Rijen uit pointingdataset:
★ ★ ★ ★ ★ ★ ★
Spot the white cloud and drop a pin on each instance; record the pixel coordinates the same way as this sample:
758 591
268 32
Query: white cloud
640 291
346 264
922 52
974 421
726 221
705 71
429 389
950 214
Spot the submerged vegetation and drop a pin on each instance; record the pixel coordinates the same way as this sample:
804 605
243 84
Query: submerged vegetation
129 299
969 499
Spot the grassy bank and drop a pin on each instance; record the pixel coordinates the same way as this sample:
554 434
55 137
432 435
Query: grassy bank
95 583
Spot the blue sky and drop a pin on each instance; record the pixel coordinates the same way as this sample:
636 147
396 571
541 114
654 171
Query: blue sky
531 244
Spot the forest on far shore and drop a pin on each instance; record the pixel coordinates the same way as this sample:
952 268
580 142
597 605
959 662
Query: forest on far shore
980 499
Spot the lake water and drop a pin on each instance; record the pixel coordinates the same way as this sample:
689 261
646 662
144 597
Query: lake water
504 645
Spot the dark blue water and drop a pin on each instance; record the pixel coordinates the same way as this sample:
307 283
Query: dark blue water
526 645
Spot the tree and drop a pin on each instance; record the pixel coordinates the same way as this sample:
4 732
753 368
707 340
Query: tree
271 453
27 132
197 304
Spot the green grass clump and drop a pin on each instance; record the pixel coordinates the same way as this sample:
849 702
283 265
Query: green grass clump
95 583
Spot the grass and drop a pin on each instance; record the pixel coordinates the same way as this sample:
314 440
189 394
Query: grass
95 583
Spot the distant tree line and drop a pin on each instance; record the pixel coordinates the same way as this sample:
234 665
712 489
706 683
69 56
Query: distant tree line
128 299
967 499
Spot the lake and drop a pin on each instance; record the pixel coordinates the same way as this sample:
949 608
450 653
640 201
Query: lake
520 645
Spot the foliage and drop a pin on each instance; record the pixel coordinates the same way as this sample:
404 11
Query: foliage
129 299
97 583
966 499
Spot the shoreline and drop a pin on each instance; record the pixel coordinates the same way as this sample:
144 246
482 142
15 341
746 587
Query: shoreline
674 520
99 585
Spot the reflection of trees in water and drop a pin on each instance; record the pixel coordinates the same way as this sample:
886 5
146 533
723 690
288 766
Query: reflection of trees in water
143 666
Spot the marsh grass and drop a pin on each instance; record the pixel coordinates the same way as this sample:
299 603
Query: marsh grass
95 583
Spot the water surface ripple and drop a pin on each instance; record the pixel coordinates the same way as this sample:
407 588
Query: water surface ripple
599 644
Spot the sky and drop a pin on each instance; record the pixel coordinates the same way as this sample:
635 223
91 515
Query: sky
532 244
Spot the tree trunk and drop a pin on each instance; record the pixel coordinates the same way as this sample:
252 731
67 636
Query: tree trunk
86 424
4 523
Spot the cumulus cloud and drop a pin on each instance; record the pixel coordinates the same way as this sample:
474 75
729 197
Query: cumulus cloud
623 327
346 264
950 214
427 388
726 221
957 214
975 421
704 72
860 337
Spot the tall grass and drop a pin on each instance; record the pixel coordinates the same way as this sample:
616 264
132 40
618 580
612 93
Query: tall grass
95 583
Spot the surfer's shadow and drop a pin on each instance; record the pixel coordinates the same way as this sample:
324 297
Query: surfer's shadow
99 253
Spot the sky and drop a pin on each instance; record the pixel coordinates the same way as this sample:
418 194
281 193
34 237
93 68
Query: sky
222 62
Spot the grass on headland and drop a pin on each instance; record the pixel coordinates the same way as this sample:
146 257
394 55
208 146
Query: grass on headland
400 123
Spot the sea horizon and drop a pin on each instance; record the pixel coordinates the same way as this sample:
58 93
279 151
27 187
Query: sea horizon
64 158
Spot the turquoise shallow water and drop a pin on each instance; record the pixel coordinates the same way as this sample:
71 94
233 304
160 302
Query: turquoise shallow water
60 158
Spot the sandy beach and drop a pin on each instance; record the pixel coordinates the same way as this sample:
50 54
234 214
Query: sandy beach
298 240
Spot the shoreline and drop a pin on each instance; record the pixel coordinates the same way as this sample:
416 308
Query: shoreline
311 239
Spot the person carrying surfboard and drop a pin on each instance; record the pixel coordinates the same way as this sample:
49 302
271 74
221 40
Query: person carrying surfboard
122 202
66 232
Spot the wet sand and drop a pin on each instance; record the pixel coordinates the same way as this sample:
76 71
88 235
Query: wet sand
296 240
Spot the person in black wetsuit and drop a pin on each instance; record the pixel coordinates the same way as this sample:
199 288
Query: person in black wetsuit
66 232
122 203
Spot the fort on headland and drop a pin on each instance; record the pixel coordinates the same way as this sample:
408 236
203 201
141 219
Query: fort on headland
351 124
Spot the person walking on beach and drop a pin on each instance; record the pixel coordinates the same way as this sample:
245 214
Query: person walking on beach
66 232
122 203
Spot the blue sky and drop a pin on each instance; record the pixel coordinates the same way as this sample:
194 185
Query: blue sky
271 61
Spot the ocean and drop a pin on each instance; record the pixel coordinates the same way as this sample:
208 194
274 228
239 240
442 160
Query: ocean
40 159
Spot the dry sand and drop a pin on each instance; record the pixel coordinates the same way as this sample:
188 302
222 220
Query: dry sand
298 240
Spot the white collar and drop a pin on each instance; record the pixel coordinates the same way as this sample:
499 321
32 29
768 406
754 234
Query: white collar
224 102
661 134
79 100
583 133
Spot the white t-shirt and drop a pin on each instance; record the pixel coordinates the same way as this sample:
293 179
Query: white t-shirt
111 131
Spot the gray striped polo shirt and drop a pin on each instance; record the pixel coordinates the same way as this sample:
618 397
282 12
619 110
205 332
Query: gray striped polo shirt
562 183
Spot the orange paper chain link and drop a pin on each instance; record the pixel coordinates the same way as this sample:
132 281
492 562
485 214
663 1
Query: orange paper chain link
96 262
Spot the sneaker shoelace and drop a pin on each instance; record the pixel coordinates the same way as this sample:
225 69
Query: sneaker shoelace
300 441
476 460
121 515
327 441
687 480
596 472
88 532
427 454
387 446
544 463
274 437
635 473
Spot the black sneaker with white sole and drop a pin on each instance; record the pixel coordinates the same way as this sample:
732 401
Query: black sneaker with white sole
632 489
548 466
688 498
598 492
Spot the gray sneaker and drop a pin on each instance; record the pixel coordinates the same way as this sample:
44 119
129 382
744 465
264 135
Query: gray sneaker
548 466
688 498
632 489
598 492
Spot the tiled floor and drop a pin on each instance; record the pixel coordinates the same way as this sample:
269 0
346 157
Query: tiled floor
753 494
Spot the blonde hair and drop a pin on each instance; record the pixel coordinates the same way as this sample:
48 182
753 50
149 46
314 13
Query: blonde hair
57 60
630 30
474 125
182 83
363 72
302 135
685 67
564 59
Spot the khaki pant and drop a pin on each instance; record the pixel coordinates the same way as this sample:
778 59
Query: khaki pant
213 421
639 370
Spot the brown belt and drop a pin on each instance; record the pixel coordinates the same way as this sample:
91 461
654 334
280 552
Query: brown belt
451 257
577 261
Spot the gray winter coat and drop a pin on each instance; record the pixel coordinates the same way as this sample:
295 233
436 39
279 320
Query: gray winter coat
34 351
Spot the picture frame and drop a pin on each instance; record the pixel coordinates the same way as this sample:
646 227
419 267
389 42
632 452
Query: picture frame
★ ★ ★ ★ ★ ★ ★
**VERZOEK**
Bewerk de rijen hierboven door overal "drop a pin" te vervangen door "place a marker" en geef ze opnieuw weer, verder ongewijzigd.

**VOLTOOIDE TAAK**
Spot the white cloud and place a marker on each instance; record the pixel coordinates the same way as this sample:
758 591
268 32
Query: white cloud
640 291
346 264
922 52
974 421
726 221
705 71
429 389
950 214
Spot the submerged vegetation and place a marker on each instance; record the pixel coordinates the same way as this sample:
804 605
243 84
Query: submerged vegetation
129 299
969 499
Spot the grassy bank and place a marker on each instance; record the pixel coordinates the same way as this sample:
554 434
55 137
432 435
Query: grassy bank
95 583
Spot the blue sky and place a marker on each instance; record the pixel coordinates the same way as this sample:
636 147
396 571
541 114
654 171
Query: blue sky
531 244
Spot the forest on far shore and place a marker on each instance; record the pixel coordinates the same way as this sample:
952 268
580 142
597 605
959 662
Query: forest on far shore
980 499
Spot the lake water and place a marker on each instance; record the pixel coordinates the same way as this sample:
689 261
646 662
144 597
Query: lake water
504 645
Spot the dark blue water and place a marker on each instance; record the pixel coordinates the same way as this sample:
307 283
Query: dark blue water
526 645
Spot the tree and place a marker on each instance; record the pixel coordinates the same way as this sample:
4 732
753 368
707 340
Query: tree
271 453
27 132
197 304
Spot the green grass clump and place a marker on each instance; record the pixel coordinates the same way as this sample:
849 702
283 265
Query: green grass clump
95 583
Spot the grass and place a marker on each instance; record the pixel coordinates the same way as this sample:
314 440
189 394
Query: grass
95 583
Spot the distant tree line and place a marker on each instance; record the pixel coordinates the same way as this sample:
234 665
712 489
706 683
69 56
Query: distant tree line
128 299
967 499
Spot the lake and place a marker on each instance; record the pixel coordinates the same way as this sample:
949 608
450 653
640 201
Query: lake
520 645
Spot the foliage and place a marker on each instance; record the pixel coordinates the same way as this sample:
404 11
Query: foliage
129 299
97 583
966 499
Spot the shoreline and place a marker on each instance; record the pixel coordinates the same way as this sample:
144 246
482 142
15 341
746 587
Query: shoreline
674 520
99 585
Spot the reflection of trees in water and place a marker on each instance; record the pixel coordinates the same way as this sample:
886 5
146 533
723 690
288 766
Query: reflection of trees in water
143 666
Spot the marsh grass and place a marker on each instance; record the pixel coordinates the same way as this sample:
299 603
Query: marsh grass
95 583
Spot the water surface ripple and place a marker on each instance; record the pixel coordinates the same way as this sample:
407 588
Query: water surface ripple
599 644
Spot the sky and place a marker on each instance; record the pixel coordinates the same way as this sample:
635 223
91 515
Query: sky
532 244
Spot the tree trunk and place a marker on each instance; record the pixel coordinates the same way as this sample:
252 731
67 636
Query: tree trunk
86 424
4 523
Spot the cumulus cloud and place a marker on each instance; record the pixel coordinates the same way as this sample:
474 75
729 197
Query: cumulus cloud
623 327
346 264
950 214
427 388
726 221
957 214
975 421
704 72
860 337
Spot the tall grass and place a marker on each instance; record the pixel coordinates the same way as this sample:
616 264
132 40
618 580
612 93
Query: tall grass
95 583
Spot the surfer's shadow and place a marker on each instance; record the pixel coordinates the same way as this sample:
324 297
Query: surfer's shadow
99 253
Spot the sky and place a marker on each instance; record the pixel coordinates the same way as this sample:
418 194
281 193
34 237
93 68
Query: sky
222 62
Spot the grass on headland and place a marker on each instance; record the pixel coordinates the same way as this sample:
146 257
394 55
208 146
Query: grass on headland
400 123
Spot the sea horizon and place a marker on each instance; record the pixel coordinates the same way as this sample:
58 93
279 151
27 187
Query: sea horizon
64 158
Spot the turquoise shallow water and place a marker on each instance; record the pixel coordinates the same way as this sample:
71 94
233 304
160 302
Query: turquoise shallow water
60 158
Spot the sandy beach and place a marker on each instance; record the pixel coordinates the same way as this sample:
50 54
234 214
Query: sandy beach
298 240
Spot the shoreline and place a marker on each instance; record the pixel coordinates the same way as this sample:
416 308
Query: shoreline
311 239
Spot the person carrying surfboard and place a marker on each instance; record the pixel coordinates the same way as this sample:
49 302
271 74
221 40
Query: person carrying surfboard
122 202
66 232
Spot the wet sand and place a marker on each instance; record the pixel coordinates the same way as this sample:
76 71
88 235
Query: wet sand
296 240
Spot the person in black wetsuit and place a marker on each instance; record the pixel coordinates the same way as this sample:
199 288
Query: person in black wetsuit
66 232
122 203
Spot the fort on headland and place a marker on each instance; record the pixel coordinates the same way as this sample:
408 236
203 201
141 219
Query: fort on headland
351 124
Spot the person walking on beach and place a marker on each instance; record the pixel coordinates the same way as this sample:
245 214
Query: person walking on beach
66 232
122 203
Spot the blue sky and place a marker on each instance; record the pixel coordinates the same way as this sample:
194 185
Query: blue sky
271 61
Spot the ocean and place a marker on each instance; record the pixel coordinates the same way as this sample:
208 194
274 228
239 240
442 160
Query: ocean
40 159
Spot the dry sand and place a marker on each instance; record the pixel coordinates the same way as this sample:
188 302
222 220
Query: dry sand
298 240
Spot the white collar and place a marker on each instance; record the pixel coordinates the same way as this sample:
499 321
32 29
768 406
754 234
Query: white collar
224 102
661 134
79 100
583 133
Spot the white t-shirt and place a marker on each instance; record the pixel coordinates the same way as this sample:
293 179
Query: white t-shirt
111 131
Spot the gray striped polo shirt and place a marker on each instance; record the pixel coordinates the same way as this sample:
618 397
282 12
619 110
205 332
Query: gray striped polo shirt
562 183
Spot the orange paper chain link and place a marker on each instance; record the pixel coordinates the same way as this sample:
132 281
492 562
485 214
663 1
Query: orange paper chain link
96 262
Spot the sneaker shoelace and place a marker on each instance; record the pixel coordinates the same way as this sample:
225 69
Query: sneaker shoelace
300 441
476 460
121 515
327 441
687 480
596 472
88 532
427 454
387 446
544 463
274 437
635 473
Spot the black sneaker with white sole and place a marker on each instance; record the pixel coordinates the same way as this sample:
732 401
Query: black sneaker with white sole
632 489
548 466
688 498
598 492
Spot the gray sneaker and place a marker on each instance; record the pixel coordinates the same way as this sample:
44 119
129 382
744 465
264 135
Query: gray sneaker
548 466
688 498
632 489
598 492
Spot the tiled floor and place a marker on each instance; record the pixel coordinates the same way as this sample:
269 0
346 157
Query: tiled floor
753 494
Spot the blonde hair and place a marker on each instance; record the pixel coordinates the same way as this sample:
48 182
753 50
149 46
314 13
Query: blonde hair
57 60
630 30
474 125
182 83
363 72
302 135
685 67
564 59
Spot the khaki pant and place a marker on each instance; record the pixel coordinates the same way as this sample:
778 59
Query: khaki pant
213 421
639 370
Spot the brown belt and place a marker on each instance; record the pixel coordinates the same way as this sample:
91 461
654 334
280 552
Query: brown belt
451 257
577 261
Spot the gray winter coat and place a marker on each instance; record the pixel coordinates the same way as this sample:
295 233
436 39
279 320
Query: gray winter coat
34 351
Spot the picture frame and place a marker on each instance; record the pixel coordinates the same way as this sample:
646 227
419 267
389 42
632 452
Query: picture frame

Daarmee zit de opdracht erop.